● **What the task requires**
Copy each line below containing "positive".

(Supplied data Opens)

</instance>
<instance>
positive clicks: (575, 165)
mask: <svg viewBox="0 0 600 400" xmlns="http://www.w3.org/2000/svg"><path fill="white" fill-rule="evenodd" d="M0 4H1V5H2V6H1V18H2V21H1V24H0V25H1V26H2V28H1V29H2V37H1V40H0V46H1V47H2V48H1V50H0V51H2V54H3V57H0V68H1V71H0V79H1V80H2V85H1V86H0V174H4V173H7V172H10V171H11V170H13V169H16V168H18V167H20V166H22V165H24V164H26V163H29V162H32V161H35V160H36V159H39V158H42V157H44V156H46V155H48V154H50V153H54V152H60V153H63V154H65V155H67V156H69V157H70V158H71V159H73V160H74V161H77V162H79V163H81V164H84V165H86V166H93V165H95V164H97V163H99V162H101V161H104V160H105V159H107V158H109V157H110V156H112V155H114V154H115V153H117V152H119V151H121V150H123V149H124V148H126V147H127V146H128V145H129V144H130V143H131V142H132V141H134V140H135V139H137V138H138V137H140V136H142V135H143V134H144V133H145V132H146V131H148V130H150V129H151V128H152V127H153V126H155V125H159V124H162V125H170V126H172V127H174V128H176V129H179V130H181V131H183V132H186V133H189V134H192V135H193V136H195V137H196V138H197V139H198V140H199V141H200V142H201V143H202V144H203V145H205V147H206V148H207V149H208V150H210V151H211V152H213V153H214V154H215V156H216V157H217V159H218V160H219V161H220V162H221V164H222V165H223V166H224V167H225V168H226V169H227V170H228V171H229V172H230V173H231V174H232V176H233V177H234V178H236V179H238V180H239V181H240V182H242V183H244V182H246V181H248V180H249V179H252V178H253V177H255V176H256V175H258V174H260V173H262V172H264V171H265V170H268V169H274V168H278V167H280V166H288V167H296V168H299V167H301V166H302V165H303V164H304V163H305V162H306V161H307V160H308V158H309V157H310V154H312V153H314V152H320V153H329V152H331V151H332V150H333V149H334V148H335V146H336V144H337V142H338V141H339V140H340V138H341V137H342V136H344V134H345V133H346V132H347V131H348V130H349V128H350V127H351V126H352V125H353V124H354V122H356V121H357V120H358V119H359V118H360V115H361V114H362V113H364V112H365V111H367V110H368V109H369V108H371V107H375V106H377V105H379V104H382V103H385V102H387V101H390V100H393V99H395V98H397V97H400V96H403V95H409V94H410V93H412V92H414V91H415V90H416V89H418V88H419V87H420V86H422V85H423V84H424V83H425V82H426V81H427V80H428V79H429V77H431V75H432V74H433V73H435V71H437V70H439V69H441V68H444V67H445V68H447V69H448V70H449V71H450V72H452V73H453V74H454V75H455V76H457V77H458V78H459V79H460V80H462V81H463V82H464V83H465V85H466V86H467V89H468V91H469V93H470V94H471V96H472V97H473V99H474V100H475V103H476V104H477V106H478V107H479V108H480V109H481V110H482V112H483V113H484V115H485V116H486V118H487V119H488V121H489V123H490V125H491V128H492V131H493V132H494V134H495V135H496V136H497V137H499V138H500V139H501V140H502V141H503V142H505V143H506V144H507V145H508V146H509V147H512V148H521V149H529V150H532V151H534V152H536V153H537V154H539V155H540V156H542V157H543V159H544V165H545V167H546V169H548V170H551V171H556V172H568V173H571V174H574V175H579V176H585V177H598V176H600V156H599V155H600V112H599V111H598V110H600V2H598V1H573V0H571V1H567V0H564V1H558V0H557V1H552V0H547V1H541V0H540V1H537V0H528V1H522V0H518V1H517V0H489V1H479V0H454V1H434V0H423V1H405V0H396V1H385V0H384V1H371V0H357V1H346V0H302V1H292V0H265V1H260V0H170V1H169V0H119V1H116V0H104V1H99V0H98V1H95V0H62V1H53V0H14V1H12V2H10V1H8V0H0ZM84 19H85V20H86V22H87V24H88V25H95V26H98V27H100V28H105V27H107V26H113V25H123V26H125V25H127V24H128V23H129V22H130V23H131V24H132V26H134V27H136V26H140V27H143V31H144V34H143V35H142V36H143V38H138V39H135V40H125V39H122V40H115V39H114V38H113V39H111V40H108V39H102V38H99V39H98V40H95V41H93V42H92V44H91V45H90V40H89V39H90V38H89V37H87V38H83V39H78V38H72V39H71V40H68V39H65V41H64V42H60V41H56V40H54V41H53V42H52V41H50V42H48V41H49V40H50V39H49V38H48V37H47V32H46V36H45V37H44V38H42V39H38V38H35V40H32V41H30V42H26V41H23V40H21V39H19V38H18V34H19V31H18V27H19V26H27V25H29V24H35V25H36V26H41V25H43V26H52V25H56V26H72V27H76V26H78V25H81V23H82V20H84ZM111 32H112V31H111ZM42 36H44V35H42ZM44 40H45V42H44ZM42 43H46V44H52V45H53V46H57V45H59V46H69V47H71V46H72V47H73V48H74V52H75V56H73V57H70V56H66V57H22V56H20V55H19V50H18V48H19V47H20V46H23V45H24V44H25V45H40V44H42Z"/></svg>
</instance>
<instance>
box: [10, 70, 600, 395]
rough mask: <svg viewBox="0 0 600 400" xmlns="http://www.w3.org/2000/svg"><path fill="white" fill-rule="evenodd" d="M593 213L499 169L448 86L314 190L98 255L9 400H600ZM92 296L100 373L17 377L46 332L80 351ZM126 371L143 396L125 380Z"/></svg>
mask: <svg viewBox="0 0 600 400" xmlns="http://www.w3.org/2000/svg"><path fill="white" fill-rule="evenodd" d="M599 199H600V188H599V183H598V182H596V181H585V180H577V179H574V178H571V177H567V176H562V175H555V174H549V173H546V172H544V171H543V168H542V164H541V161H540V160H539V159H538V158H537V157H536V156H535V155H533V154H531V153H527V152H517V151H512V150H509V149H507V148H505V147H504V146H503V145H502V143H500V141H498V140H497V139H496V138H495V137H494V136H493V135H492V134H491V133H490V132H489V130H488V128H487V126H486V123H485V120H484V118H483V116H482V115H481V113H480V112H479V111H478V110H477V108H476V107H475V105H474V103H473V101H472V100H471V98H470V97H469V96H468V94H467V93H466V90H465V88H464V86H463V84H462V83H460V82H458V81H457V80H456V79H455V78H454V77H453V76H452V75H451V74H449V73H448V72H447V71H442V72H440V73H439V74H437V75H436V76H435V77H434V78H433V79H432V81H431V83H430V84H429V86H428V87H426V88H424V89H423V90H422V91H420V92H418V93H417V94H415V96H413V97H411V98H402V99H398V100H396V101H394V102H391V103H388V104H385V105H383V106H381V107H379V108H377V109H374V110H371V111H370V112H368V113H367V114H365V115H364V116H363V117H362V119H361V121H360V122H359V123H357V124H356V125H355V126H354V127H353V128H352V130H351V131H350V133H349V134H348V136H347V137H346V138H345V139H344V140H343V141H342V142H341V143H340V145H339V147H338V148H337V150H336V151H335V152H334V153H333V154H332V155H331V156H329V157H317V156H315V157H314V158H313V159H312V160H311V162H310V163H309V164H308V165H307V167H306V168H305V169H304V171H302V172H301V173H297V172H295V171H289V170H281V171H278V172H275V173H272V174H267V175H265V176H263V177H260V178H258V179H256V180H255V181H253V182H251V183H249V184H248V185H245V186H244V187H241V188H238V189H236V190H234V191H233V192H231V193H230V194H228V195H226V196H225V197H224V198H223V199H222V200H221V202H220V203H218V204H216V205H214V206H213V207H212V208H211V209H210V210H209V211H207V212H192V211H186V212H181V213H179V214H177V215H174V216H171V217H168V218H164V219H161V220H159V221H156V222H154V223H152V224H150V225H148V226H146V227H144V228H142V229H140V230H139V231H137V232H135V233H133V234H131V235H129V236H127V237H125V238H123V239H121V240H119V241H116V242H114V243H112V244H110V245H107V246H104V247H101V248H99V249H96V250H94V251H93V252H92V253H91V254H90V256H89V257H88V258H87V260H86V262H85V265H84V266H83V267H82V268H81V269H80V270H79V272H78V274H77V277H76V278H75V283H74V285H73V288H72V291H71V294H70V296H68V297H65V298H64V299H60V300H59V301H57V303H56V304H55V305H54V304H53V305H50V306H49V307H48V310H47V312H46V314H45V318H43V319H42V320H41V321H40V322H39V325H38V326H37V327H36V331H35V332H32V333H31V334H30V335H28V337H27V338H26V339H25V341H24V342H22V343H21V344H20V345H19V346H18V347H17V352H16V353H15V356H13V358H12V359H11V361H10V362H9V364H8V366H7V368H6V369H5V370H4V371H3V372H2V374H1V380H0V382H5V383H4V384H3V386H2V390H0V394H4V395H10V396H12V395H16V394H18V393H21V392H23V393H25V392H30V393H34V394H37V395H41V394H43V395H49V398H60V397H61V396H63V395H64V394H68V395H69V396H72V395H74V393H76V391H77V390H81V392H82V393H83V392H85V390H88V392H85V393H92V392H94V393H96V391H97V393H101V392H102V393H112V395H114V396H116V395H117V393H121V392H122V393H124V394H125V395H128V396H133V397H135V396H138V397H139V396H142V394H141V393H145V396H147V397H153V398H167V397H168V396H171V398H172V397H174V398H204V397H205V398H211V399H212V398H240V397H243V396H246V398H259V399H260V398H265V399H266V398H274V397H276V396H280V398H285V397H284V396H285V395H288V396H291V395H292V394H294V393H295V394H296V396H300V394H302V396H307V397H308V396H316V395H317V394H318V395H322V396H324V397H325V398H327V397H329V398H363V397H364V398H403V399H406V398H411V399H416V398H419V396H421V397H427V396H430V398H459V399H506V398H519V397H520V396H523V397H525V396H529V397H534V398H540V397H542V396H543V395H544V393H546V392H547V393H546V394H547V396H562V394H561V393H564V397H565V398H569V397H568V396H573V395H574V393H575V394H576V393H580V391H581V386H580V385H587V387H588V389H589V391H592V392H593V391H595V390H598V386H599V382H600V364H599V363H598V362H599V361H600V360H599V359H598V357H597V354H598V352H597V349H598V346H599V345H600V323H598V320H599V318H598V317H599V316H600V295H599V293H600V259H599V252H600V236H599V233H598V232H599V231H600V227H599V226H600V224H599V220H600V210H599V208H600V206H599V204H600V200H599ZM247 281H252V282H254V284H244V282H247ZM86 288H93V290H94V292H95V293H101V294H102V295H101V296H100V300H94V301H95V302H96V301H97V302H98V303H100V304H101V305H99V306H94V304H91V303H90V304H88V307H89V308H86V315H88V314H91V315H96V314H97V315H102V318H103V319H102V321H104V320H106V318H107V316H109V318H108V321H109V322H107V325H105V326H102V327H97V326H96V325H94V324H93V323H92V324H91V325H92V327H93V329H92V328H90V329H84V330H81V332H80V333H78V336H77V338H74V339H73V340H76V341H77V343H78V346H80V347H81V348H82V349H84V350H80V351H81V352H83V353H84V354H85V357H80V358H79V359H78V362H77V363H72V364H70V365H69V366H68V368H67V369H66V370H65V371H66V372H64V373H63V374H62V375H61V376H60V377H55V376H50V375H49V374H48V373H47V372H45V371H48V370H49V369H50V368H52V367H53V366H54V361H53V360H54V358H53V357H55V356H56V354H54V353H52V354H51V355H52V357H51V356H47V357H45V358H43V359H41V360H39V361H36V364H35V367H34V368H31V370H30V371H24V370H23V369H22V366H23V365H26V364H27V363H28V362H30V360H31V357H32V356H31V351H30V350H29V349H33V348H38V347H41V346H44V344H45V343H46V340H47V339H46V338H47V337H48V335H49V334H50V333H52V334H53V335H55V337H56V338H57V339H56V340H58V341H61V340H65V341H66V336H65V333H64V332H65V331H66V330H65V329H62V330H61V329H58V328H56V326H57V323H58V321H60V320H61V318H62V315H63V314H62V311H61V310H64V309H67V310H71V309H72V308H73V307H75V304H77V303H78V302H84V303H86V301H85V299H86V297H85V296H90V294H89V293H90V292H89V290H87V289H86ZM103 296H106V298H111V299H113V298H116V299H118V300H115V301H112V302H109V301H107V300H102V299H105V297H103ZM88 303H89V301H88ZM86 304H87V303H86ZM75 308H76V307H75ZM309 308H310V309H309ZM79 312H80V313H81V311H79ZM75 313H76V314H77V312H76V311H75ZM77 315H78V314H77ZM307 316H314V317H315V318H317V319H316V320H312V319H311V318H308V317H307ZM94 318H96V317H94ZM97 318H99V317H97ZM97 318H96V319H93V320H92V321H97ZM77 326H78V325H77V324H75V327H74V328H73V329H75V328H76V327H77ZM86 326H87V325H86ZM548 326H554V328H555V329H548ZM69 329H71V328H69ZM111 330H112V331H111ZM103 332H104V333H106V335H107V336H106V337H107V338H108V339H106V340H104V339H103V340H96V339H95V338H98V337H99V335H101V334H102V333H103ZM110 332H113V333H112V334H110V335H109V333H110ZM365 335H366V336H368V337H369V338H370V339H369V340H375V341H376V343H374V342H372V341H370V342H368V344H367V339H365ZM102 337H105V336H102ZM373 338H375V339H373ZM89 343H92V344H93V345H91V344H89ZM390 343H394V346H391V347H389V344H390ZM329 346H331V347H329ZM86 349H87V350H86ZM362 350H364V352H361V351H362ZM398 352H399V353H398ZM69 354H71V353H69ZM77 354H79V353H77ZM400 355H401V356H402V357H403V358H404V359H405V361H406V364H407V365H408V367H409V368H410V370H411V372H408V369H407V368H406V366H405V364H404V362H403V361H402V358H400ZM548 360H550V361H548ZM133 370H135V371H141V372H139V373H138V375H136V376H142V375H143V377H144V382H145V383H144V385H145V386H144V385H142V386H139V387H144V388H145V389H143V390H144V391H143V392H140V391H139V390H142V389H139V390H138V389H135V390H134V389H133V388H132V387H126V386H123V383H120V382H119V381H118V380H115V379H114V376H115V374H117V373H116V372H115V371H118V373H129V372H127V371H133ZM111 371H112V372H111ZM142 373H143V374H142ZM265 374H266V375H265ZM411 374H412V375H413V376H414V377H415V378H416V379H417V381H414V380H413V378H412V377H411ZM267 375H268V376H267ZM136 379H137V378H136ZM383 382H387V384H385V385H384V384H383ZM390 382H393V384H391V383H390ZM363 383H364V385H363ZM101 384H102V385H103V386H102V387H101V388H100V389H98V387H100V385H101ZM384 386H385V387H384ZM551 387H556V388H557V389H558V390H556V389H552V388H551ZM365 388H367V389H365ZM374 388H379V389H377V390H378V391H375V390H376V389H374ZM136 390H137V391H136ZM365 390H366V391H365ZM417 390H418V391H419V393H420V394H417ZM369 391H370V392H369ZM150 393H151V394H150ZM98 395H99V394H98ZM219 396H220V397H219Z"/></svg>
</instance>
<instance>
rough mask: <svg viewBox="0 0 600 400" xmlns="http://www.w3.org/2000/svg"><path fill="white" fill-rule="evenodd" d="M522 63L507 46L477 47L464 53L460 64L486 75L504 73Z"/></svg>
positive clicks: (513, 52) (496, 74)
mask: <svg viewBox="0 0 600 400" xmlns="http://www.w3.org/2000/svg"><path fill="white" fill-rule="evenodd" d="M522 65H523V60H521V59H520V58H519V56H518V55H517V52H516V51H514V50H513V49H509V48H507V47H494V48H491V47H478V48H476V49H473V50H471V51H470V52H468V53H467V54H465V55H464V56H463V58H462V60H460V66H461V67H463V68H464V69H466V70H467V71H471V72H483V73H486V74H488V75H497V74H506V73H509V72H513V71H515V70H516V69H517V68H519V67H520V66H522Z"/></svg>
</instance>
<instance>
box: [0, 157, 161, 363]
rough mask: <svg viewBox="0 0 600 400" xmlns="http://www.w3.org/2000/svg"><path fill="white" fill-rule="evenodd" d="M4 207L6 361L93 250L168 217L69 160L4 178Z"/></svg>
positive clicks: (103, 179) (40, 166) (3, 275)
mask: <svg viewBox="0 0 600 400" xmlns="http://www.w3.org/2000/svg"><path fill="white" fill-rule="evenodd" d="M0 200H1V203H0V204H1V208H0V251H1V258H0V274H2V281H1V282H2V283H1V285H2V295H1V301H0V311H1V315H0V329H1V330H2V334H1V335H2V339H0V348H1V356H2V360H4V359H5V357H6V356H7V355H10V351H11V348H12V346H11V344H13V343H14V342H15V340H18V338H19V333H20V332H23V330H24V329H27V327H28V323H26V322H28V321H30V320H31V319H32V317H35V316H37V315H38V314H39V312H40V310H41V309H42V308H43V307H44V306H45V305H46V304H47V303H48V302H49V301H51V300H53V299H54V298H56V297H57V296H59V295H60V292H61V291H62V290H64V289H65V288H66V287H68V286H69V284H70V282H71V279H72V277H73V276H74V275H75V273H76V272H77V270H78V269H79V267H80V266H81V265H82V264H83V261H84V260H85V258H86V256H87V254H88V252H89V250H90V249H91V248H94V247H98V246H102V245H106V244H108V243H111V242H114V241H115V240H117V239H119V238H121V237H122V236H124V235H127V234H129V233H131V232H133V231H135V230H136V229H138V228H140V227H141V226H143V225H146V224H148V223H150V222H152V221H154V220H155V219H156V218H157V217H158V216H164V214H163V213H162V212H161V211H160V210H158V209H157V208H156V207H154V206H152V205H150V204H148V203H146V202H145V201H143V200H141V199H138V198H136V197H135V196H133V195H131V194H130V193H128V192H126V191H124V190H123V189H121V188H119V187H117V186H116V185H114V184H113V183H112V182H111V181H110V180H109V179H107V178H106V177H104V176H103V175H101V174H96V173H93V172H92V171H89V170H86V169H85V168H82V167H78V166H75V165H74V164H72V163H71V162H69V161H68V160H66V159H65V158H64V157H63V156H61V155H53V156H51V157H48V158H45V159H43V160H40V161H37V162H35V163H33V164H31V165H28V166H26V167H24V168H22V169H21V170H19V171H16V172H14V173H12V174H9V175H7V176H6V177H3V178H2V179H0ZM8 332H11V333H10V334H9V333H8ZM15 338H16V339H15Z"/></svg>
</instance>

(Supplied data Closes)

● **Written solution**
positive clicks: (575, 165)
positive clicks: (513, 52) (496, 74)
positive clicks: (103, 179) (40, 166) (3, 275)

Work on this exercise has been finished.